* [Study text]:
◆ ◆ ◆

This is the second time this case has come before us. In the first appeal, we held the congressman had not waived his rights under the speech or debate clause and the district court properly ruled in limine that at trial the government could not introduce evidence of past legislative acts. We also refused to issue a writ of mandamus directing the district judge to dismiss the first four counts of the indictment. United States v. Helstoski, 576 F.2d 511 (3d Cir. 1978) (Helstoski I). The Supreme Court affirmed in two separate opinions, United States v. Helstoski, 442 U.S. 477, 99 S.Ct. 2432, 61 L.Ed.2d 12 (1979); Helstoski v. Meanor, 442 U.S. 500, 99 S.Ct. 2445, 61 L.Ed.2d 30 (1979). In the latter case, agreeing with our holding that mandamus was not an appropriate remedy, the Court pointed out that Helstoski had a right of appeal from the district court's order. The Court said that the speech or debate clause was designed to protect senators and congressmen not only from conviction, but from trial as well, and therefore, following the rationale of Abney v. United States, 431 U.S. 651, 97 S.Ct. 2034, 52 L.Ed.2d 651 (1977), concluded that a speech or debate challenge to the indictment is reviewable before trial begins. Helstoski v. Meanor, supra at 508, 99 S.Ct. at 2449.

◆ ◆ ◆

* [Exercise prompt]:
In the court opinion excerpt, whose rationale did the Supreme Court follow in concluding that a speech or debate challenge to the indictment is reviewable before trial begins?

◆ ◆ ◆

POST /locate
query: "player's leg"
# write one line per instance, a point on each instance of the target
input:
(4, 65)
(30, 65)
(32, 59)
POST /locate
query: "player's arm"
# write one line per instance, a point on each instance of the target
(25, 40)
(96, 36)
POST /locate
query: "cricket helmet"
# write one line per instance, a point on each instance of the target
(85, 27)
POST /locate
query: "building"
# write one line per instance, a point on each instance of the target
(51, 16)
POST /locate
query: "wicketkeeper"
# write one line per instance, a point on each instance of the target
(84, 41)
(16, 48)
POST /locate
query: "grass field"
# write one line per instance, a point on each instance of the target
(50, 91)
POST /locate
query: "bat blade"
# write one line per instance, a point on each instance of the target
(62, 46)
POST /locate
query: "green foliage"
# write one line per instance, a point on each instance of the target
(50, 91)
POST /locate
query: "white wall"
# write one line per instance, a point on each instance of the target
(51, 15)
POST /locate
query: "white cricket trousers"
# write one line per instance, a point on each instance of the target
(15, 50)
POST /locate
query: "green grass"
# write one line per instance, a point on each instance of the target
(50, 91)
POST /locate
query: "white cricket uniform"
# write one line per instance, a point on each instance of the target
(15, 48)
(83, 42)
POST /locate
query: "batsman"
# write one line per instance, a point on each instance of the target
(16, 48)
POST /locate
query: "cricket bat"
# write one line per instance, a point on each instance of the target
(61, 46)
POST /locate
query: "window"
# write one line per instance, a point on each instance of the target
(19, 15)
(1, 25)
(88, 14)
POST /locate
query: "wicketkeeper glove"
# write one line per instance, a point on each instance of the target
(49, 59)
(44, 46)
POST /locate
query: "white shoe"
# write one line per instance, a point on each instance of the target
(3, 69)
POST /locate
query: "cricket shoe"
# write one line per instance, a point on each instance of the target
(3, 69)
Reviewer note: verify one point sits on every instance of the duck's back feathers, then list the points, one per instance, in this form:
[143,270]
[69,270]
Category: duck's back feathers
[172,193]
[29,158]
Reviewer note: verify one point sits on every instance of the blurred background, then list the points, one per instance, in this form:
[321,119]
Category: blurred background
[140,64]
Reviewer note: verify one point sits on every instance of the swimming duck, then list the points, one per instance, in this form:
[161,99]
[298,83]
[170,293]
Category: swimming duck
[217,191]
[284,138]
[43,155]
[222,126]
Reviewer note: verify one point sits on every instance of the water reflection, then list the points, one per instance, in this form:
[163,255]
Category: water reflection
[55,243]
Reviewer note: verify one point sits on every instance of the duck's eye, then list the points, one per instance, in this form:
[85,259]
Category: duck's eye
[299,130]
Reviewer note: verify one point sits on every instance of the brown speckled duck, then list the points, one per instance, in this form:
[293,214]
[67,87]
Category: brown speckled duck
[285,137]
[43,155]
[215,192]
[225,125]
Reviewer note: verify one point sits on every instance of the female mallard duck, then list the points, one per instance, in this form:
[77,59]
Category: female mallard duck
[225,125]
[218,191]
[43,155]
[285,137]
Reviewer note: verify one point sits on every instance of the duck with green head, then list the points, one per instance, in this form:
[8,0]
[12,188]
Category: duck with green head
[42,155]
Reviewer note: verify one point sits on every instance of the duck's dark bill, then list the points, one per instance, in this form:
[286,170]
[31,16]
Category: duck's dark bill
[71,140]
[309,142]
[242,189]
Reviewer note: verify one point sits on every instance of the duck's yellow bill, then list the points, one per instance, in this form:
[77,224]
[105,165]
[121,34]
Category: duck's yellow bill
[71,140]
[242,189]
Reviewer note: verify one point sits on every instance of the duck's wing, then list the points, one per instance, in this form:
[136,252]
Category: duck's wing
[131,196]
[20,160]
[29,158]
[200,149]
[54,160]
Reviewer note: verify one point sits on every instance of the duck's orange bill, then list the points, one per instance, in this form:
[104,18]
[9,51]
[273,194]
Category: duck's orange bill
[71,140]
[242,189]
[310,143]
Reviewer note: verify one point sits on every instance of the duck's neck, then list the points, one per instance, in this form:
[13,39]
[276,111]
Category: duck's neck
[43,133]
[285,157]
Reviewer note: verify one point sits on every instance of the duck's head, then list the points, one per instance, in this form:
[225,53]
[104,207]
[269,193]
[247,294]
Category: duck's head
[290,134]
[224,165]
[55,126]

◆ ◆ ◆

* [Exercise answer]:
Abney v. United States, 431 U.S. 651, 97 S.Ct. 2034, 52 L.Ed.2d 651 (1977).